Start of Source data
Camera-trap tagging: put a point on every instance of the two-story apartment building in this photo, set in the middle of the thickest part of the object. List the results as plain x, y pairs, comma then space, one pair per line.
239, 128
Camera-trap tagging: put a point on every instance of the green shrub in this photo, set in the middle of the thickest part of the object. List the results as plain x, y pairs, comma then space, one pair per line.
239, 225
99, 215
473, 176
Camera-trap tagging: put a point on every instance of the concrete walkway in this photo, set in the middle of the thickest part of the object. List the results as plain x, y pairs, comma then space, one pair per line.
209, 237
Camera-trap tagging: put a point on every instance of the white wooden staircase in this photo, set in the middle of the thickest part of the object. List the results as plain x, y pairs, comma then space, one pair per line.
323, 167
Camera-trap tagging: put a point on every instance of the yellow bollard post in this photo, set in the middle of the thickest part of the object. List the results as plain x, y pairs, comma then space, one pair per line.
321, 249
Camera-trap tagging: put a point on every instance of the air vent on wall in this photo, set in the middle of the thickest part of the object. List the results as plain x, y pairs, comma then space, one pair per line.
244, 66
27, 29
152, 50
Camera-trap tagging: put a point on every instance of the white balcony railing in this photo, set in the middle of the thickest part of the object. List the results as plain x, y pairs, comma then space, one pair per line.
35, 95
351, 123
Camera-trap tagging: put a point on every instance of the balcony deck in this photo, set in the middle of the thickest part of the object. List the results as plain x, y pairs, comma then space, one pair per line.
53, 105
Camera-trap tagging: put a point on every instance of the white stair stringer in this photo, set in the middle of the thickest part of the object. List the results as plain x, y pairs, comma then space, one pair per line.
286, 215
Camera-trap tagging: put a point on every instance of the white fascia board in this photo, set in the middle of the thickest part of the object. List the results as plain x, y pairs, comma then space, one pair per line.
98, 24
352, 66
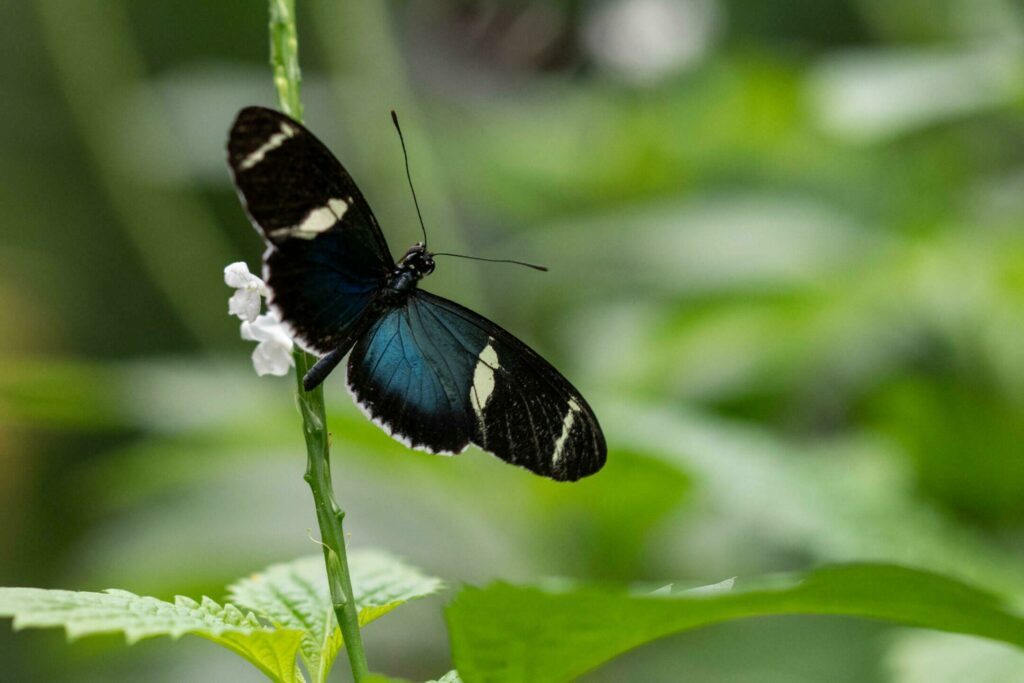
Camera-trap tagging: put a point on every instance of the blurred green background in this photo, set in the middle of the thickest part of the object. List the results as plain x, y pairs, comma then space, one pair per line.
786, 267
End of Source data
• _Task goal_: Reproduce every record above exactly as given, excluding pictures from the result.

• _Your solution_:
Camera-trap tagging: put a point on every instance of the two-story apartment building in this photo, set in the middle of the thickest part of the object. List the results as plain x, y pairs, comma then space, one pair per line.
239, 128
Camera-trap tagging: put a point on every instance of the green shrub in this photo, set in the middle of the thickest part of the object. List the results as plain x, y pairs, comma then space, one pair per line.
239, 225
99, 215
473, 176
Camera-trap tagging: put a point on every instance of the concrete walkway in this photo, set in the middle of the thickest part of the object. List the results as plain x, y pairs, comma then space, one pair per line.
209, 237
Camera-trap tagging: put a point on every instance of the white wooden staircase in this photo, set in the middle of the thickest part of the object. List the results as plain x, y pairs, comma then space, one pair per line.
323, 167
Camera-trap tagging: put a point on every instance of the yellow bollard post in this photo, set in the middle of the thickest part of the object. List the results as plain x, y pairs, comma then space, one pair per line.
321, 249
Camera-trap tagging: put a point on every instance of the air vent on wall in this photo, set in the middle of the thickest part of the object. List the results as plain x, y pairs, comma then space, one pair per line.
244, 66
27, 29
152, 50
Camera-trap tagging: put a point on every instance of the white balcony railing in this photo, set in the middle of the thickest part of the object. List the results as plain x, y pairs, comma then space, one pair per line.
35, 95
351, 123
Camera-trap tagging: put a point on every instance of the balcony deck in this photo, set in the middle of the thickest part of the object. List the results as plain x, y pairs, comma then space, one pair per line.
53, 105
Camera-trap tagging: put a point on every instance of the white stair stringer in this photo, set in the middle of the thickest part of the object. List the results as plain x, y pairs, comma then space, one pair per line.
286, 215
Camera-trap tagging: put a point on every instance of the white fascia board in this photo, set in the middle of the thickest part of the object. List the results as plain x, y pairs, comma then space, one pair per line.
98, 24
352, 66
Camera-trap tagging: put a point on every instance of the blurred green background in this photo, set in the middle of the thickest part of the object. List the results as plain x, y pairs, comma then space, one pair per line.
786, 267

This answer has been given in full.